_Excerpted passage_
* * *

Ch. 7: Capacitors and Inductors

Question 1

Capacitors:

Applications of Capacitors

Answer 1

Block DC current while passing AC

Shift Phase

Store Energy

Suppress Noise

Start Motors

Question 2

Capacitors:

Properties of

Ideal Capacitors

Answer 2

• When no voltage changing(DC), current = 0
• No current will flow with DC
  
  • (Current will flow for a short time upon voltage changes, which cause charging/discharging)
• Does not dissipate energy, stored energy can be retrieved later

Question 3

Capacitors:

Difference between

Real and Ideal Capacitors

Answer 3

Ideal capacitors have exactly 0 current flow with static voltage.

Real capacitors have small leakage current.

This can be represented with a parallel leakage model, which places a very high resistance (>100 MΩ) in parallel with the capacitor.

Can typically be ignored.

Question 4

Capacitors:

Charge within a Capacitor

(q)

Answer 4

q = Cv

where C = capacitance in Farads(F)

Question 5

Capacitors:

Energy stored

in a Capacitor (w)

Answer 5

ω_c = (1/2)Cv²

where C=capacitance in Farads

Energy ω_c is measured in Joules (J)

Question 6

Capacitors:

Capacitor Current-Voltage Relationship

(Differential equation)

Answer 6

The current through a capacitor is proportional to the change in voltage:

i = C dv/dt

or

v(t)= 1/C ∫i(τ)dτ + v(t₀)

Question 7

Capacitors:

Instantaneous Power

delivered to a capacitor

(Differential Equation0

Answer 7

Starting with

p = i*v

Substitute for the current of the capacitor, i:

p = v* Cdv/dt

Question 8

Capacitors:

Unit of Capacitance

Answer 8

Farad - F

1 F = 1 Coulomb/Volt = 1 amp-sec/volt

Question 9

Capacitors:

Capacitance of a

Capacitor

Answer 9

Measure how capacitive it is, based on geometry and electrical Permittivity

C = 𝜀A/d

• A - Area of parallel plates
• d - distance between plates
• 𝜀 - Electrical Permittivity of insulating material

Question 10

Free Space

Electrical Permittivity

𝜀₀

Answer 10

𝜀₀

_{= 8.854 pF/m}

Question 11

Capacitors:

Equivalent Capacitance

of

Capacitors in Series

Answer 11

(Similar to resistors in parallel)

The inverse of the sum of inverses of individual capacitances

C_eq = 1 / ∑ 1/C_i

Question 12

Capacitors:

Capacitance of

two capacitors in series

Answer 12

C_eq = C₁C₂ / (C₁ + C₂)

* * *

_Recorded data_
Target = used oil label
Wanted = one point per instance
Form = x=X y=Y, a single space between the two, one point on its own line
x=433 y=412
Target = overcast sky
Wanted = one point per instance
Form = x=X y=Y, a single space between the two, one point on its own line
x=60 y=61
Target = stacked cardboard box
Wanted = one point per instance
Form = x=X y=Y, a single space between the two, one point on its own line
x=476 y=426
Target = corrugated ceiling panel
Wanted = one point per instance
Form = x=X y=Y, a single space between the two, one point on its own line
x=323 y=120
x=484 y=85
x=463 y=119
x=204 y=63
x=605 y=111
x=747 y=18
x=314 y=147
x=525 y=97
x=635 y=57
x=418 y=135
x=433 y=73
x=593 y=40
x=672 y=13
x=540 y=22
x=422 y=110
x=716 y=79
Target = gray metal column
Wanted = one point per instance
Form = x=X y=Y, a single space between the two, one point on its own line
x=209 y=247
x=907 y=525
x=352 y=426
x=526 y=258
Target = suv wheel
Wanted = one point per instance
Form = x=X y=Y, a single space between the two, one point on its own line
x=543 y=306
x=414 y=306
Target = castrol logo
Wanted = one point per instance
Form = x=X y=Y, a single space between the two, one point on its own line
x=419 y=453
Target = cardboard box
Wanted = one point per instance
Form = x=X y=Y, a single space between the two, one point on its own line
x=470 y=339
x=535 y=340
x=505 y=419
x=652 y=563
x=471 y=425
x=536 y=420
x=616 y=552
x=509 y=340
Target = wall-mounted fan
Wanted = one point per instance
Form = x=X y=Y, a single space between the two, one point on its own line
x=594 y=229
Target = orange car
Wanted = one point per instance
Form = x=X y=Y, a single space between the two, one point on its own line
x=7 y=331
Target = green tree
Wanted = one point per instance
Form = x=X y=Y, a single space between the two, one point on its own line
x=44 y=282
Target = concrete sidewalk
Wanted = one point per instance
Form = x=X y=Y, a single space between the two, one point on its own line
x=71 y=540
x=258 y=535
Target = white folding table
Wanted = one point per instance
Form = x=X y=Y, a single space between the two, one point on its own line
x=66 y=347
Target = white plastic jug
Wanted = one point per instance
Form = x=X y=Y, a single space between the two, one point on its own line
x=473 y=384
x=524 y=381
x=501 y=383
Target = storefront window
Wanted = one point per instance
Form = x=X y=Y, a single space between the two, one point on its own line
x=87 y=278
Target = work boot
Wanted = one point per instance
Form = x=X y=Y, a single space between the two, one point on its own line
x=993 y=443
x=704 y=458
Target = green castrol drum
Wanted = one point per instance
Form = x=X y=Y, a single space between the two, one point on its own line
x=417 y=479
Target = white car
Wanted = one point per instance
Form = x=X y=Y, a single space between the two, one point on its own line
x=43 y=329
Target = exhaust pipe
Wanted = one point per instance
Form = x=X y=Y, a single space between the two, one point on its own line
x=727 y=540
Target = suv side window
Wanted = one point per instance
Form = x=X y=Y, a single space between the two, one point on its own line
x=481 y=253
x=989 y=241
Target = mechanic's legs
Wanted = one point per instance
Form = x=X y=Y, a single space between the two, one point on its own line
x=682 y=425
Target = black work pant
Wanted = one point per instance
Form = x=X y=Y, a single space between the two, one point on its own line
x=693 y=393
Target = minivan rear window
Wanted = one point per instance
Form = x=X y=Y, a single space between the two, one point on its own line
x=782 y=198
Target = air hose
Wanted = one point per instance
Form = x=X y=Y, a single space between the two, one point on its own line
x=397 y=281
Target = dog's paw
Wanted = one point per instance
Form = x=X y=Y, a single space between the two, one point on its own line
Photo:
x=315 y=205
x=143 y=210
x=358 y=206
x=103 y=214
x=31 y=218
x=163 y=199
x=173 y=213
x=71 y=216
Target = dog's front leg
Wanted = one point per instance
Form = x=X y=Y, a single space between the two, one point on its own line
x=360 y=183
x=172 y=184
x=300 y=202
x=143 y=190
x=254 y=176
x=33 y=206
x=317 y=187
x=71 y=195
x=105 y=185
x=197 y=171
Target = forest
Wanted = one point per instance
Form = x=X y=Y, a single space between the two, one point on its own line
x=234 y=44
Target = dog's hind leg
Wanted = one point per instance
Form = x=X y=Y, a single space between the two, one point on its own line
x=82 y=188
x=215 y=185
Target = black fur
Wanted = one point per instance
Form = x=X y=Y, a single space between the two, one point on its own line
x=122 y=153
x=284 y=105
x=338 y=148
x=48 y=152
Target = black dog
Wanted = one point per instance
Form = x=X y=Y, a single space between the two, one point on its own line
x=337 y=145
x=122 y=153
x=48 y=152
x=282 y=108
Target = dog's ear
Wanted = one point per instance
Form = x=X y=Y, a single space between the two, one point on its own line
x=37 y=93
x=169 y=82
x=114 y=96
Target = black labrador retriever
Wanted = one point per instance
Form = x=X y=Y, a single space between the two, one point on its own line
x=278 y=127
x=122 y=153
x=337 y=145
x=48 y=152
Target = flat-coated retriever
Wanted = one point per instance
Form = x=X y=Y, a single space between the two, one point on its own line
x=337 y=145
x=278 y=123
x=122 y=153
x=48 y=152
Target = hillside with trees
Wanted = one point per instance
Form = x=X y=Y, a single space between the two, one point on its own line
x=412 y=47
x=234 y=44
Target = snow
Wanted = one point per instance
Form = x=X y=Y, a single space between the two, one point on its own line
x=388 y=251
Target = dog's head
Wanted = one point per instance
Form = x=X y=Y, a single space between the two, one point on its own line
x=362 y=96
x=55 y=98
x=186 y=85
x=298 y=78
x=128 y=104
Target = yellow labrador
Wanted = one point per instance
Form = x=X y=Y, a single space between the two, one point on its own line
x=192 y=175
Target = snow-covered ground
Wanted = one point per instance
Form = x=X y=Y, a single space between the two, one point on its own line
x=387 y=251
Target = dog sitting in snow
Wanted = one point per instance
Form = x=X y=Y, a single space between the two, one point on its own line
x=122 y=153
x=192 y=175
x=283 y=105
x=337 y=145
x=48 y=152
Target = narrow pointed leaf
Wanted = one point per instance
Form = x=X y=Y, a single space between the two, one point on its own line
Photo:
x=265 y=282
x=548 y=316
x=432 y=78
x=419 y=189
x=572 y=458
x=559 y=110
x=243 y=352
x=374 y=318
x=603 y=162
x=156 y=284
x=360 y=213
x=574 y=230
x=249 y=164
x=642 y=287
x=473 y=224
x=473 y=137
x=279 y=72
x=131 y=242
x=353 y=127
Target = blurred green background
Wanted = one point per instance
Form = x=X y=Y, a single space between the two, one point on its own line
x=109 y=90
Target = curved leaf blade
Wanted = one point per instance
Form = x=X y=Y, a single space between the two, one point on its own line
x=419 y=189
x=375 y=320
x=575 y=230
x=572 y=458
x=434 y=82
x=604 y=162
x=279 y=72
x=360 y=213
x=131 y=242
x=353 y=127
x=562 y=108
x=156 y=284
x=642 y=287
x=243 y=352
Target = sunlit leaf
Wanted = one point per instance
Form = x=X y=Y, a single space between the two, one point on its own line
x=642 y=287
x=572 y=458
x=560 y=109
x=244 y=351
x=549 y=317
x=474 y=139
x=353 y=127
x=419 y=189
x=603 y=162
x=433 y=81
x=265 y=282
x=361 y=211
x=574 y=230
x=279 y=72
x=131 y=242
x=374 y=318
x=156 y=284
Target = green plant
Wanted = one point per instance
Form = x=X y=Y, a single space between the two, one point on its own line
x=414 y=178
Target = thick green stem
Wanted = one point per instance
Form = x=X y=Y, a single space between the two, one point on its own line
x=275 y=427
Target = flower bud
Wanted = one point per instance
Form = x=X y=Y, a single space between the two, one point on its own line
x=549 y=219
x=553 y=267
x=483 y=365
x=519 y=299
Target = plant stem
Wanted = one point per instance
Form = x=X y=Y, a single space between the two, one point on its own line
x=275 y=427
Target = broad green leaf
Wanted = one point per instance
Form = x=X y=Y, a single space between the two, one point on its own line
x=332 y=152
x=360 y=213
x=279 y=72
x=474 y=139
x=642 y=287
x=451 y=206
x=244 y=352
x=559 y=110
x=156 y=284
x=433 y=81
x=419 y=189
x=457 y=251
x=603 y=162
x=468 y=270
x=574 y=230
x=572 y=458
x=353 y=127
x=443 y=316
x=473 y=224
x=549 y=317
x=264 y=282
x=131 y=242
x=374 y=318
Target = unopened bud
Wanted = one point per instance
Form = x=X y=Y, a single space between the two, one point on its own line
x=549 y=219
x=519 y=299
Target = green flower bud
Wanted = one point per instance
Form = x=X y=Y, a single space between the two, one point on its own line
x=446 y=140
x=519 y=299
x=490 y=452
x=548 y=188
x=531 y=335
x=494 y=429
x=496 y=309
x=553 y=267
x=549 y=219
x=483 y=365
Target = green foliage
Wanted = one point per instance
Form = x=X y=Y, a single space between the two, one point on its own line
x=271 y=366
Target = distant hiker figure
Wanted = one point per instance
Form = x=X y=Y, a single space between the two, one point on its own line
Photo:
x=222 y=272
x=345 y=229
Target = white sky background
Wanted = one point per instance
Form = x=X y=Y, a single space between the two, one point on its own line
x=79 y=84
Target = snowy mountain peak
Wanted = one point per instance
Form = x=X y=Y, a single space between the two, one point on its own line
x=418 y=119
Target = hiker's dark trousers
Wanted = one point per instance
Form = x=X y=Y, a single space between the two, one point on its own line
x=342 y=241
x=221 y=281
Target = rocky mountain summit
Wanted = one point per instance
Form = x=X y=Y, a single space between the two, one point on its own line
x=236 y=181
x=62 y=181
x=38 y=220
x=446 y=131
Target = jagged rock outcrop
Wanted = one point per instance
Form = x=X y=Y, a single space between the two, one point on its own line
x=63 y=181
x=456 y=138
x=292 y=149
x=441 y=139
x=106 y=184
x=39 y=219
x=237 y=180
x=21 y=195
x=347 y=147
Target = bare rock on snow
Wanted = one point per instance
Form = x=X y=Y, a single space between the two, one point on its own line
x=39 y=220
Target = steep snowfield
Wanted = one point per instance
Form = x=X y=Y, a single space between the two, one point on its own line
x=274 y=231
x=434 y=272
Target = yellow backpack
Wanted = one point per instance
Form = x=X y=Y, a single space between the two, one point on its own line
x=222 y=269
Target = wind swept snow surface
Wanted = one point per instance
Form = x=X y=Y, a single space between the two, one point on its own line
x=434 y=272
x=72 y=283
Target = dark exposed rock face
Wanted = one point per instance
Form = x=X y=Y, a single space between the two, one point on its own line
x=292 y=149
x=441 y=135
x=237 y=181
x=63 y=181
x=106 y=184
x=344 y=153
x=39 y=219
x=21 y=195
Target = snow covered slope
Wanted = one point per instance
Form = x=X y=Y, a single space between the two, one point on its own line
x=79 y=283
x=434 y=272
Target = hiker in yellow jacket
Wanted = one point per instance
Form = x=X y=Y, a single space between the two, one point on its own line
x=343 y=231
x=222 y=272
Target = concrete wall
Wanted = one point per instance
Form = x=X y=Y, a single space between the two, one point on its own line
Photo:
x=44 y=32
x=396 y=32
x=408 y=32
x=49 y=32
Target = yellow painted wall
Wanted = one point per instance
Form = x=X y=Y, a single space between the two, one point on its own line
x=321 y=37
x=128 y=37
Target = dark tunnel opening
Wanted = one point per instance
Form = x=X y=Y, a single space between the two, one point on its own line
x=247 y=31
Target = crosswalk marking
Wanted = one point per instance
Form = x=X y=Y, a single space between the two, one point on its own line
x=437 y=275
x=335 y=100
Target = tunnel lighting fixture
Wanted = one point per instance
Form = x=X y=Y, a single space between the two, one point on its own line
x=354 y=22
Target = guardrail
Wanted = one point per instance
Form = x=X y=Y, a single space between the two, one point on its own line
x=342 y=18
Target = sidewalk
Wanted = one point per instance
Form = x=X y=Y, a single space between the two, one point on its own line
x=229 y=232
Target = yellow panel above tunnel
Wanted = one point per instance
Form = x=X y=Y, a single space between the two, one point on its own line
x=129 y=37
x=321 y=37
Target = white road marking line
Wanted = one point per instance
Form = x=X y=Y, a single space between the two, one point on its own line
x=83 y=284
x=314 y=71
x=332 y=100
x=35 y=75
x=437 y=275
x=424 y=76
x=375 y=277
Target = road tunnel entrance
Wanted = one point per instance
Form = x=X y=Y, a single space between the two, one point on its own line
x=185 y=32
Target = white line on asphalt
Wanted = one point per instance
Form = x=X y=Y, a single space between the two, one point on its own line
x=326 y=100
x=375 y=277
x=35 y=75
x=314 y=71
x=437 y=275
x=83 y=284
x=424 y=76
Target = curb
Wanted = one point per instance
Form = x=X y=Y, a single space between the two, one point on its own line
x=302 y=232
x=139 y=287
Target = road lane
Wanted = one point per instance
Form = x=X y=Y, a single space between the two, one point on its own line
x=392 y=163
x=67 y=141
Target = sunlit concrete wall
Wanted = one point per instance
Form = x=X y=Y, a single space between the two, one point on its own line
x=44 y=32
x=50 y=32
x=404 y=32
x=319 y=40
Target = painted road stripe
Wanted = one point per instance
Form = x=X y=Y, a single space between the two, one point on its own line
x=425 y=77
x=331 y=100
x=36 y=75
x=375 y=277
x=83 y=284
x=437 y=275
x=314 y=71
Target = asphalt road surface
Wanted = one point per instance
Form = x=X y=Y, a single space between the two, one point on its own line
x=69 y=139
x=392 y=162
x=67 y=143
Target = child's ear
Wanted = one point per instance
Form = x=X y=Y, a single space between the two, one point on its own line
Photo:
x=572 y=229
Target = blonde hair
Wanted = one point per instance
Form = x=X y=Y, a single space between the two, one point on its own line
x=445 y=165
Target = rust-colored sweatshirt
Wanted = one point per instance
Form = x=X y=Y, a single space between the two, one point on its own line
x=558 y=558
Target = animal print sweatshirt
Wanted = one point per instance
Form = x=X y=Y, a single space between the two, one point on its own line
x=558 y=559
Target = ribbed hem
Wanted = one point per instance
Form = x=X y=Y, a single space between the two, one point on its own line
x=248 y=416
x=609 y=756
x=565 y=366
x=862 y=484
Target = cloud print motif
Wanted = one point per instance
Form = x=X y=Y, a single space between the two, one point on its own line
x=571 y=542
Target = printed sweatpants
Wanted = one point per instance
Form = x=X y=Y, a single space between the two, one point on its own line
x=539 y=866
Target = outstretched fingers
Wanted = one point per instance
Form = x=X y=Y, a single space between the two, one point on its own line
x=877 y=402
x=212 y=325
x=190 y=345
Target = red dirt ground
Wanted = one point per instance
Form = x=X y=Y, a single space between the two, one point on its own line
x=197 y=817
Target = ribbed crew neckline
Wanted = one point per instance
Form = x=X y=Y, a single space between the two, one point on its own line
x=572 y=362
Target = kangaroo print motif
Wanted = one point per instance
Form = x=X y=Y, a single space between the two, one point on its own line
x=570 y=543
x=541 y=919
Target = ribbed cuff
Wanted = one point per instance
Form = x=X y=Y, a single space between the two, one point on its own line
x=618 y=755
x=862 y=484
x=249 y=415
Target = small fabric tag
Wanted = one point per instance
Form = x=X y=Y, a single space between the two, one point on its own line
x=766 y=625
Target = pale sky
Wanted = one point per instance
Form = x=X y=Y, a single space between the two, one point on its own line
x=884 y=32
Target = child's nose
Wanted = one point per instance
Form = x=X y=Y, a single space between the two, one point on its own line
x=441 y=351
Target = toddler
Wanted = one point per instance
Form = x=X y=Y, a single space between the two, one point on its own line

* * *

_Tasks_
**1)** Retype the portion of the capacitor study cards that opens with the words containing "Ideal capacitors have" and closes with "typically be ignored.".
**2)** Continue the capacitor study cards past their last line.

_Final answers_
**1)**
Ideal capacitors have exactly 0 current flow with static voltage.

Real capacitors have small leakage current.

This can be represented with a parallel leakage model, which places a very high resistance (>100 MΩ) in parallel with the capacitor.

Can typically be ignored.

**2)**
Question 13

Capacitors:

Equivalent Capacitance of

Capacitors in Parallel

Answer 13

Simply the sum of capacitances:

C_eq = ∑C_i

or

C_eq = C₁ + C₂ + … + C_N

Question 14

Inductors:

Properties of Ideal Inductors

Answer 14

• If current is constant, voltage across the inductor is 0. Acts like short in a static DC circuit
• Current through the inductor cannot change instantly
• Inductor does not dissipate energy, it stores it

Question 15

Inductors:

Difference between

Ideal and Real Inductors

Answer 15

Ideal Inductors ignore winding resistance and capacitance.

Real Inductors

Have resistance and capacitance within the windings. Both can typically be ignored.

Capacitance really only matters at high frequencies.

Resistance can be modeled by a small resistor in series with an ideal inductor

Question 16

Inductors:

Voltage across an Inductor

(Differential Equation)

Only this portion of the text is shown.